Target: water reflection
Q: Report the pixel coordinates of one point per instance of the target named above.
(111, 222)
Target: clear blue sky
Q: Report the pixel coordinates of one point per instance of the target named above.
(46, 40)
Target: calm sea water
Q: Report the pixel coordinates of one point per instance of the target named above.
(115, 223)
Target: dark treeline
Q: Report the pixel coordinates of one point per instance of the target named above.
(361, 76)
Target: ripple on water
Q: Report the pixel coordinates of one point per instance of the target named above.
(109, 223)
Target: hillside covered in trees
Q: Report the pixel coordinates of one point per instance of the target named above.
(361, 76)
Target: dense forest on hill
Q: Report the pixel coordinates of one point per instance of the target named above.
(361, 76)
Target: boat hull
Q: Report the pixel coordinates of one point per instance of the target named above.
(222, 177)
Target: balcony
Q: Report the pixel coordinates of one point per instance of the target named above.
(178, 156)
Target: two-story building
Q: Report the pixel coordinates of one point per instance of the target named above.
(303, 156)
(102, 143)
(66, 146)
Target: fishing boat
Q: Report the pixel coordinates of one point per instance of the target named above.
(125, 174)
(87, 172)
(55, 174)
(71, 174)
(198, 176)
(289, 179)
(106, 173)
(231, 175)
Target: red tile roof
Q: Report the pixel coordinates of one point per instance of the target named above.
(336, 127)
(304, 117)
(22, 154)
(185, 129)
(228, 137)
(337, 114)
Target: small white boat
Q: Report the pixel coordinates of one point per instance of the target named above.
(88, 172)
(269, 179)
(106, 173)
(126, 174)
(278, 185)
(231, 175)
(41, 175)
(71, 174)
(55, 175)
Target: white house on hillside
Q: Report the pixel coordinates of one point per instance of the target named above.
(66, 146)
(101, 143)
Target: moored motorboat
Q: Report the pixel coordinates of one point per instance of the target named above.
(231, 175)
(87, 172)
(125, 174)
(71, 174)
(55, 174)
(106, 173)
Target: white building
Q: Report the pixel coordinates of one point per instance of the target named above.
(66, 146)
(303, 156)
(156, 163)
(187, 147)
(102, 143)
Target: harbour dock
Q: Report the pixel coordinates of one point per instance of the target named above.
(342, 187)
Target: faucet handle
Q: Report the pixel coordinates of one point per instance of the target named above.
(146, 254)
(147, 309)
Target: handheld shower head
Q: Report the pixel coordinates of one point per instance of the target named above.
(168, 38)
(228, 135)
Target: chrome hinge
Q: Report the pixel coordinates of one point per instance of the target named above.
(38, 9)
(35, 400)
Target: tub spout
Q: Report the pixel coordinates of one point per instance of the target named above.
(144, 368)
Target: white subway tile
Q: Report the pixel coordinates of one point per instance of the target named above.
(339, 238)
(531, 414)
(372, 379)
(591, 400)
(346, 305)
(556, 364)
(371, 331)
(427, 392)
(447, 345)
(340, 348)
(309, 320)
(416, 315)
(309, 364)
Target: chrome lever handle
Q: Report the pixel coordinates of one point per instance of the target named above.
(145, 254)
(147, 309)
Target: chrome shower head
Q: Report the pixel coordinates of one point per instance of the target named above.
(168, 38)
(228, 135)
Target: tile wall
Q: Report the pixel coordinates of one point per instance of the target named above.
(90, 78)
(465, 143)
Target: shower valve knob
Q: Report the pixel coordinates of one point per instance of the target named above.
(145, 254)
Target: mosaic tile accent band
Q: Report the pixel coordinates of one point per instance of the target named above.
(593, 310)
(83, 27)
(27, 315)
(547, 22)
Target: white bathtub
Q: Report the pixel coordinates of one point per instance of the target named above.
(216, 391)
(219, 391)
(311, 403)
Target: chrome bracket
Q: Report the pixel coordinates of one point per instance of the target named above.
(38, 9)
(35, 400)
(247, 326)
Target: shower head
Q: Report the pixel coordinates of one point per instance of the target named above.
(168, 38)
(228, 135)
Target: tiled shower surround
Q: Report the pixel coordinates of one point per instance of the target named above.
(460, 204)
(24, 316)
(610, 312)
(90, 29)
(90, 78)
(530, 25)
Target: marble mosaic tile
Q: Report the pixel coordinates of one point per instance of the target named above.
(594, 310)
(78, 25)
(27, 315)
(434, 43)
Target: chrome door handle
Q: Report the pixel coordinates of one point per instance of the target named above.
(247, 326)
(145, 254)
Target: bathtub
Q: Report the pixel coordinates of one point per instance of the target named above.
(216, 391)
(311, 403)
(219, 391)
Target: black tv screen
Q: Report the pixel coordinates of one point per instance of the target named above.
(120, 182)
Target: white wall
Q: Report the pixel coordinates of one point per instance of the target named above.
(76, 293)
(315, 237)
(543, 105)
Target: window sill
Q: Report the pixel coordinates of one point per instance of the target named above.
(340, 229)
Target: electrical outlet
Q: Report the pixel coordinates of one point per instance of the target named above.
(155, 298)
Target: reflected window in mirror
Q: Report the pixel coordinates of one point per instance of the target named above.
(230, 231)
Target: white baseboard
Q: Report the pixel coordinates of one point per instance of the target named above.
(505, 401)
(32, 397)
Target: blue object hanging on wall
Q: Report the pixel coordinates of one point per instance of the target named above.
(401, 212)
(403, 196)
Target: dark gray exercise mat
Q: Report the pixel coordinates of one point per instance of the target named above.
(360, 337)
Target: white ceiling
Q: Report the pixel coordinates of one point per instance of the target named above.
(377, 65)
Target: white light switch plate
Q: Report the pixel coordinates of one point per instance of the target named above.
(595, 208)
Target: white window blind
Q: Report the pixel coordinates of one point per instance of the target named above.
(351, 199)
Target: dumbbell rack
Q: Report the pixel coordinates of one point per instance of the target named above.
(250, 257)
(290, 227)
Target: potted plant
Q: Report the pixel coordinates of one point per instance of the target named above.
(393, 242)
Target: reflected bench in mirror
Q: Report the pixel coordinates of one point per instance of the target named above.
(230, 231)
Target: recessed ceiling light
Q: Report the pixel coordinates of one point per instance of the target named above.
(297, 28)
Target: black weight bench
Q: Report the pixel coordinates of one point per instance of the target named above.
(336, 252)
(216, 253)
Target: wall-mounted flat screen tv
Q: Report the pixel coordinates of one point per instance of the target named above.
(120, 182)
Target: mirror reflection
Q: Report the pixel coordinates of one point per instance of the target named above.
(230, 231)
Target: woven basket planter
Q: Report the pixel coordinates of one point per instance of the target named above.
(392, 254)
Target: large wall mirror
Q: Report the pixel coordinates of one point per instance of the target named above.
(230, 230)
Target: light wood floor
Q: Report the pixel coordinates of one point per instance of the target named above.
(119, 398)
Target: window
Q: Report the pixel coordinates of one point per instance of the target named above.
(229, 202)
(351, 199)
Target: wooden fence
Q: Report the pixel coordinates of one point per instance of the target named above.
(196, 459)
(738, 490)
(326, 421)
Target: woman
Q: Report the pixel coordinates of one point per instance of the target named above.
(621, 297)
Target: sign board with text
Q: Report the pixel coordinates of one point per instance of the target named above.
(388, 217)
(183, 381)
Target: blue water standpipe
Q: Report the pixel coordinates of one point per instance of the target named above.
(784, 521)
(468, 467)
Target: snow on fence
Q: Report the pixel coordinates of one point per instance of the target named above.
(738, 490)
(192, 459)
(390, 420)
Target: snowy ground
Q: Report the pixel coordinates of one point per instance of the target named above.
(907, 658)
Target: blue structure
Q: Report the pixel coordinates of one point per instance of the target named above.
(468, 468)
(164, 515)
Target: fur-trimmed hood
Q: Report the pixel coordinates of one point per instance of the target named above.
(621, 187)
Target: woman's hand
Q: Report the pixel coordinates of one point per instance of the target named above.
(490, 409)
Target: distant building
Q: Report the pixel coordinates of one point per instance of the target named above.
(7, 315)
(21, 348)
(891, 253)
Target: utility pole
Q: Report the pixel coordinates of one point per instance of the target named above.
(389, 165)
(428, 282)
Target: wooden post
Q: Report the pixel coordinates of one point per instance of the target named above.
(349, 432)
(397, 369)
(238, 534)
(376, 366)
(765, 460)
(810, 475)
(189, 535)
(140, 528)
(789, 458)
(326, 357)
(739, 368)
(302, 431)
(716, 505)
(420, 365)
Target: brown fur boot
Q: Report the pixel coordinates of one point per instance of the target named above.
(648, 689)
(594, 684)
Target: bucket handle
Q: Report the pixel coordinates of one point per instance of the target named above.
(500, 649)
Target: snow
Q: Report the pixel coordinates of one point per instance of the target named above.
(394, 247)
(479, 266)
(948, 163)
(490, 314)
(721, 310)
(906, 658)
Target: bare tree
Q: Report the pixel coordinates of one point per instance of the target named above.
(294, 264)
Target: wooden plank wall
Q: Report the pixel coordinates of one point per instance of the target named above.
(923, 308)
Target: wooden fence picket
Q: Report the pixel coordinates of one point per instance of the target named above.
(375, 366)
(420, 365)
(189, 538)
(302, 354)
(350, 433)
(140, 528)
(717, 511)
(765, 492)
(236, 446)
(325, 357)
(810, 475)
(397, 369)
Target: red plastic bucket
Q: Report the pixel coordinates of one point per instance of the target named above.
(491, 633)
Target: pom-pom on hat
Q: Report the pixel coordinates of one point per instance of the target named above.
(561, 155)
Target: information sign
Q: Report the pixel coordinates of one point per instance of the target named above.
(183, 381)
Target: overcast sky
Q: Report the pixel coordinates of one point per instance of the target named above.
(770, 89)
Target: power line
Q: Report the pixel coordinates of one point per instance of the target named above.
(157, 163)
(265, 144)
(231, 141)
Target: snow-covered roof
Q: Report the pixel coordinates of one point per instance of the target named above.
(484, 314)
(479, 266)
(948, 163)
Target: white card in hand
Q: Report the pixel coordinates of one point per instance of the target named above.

> WHAT TO PRODUCE
Exactly and exclusively, repeat the lines from the line that contains "Target: red plastic bucket" through the end of the records, both ends included.

> WRITTEN SOLUTION
Target: red plastic bucket
Q: Report the pixel coordinates of one point per instance of the target named above.
(491, 633)
Target: pom-pom on hat
Q: Report the pixel coordinates of one point per instance of the target named above.
(561, 155)
Target: information sign
Q: Report the pixel coordinates of one point per instance of the target named above.
(183, 381)
Target: overcast sky
Q: Report the pixel coordinates of one point per instance of the target named above.
(770, 89)
Target: power line
Q: Report the pixel coordinates of one point per instance of the target named above.
(157, 163)
(265, 144)
(231, 141)
Target: snow-covered roof
Q: Report the pixel coordinates of one point per instance of the target named above.
(484, 314)
(479, 266)
(948, 163)
Target: white card in hand
Q: Report the pixel coordinates of one point per instance of the target named above.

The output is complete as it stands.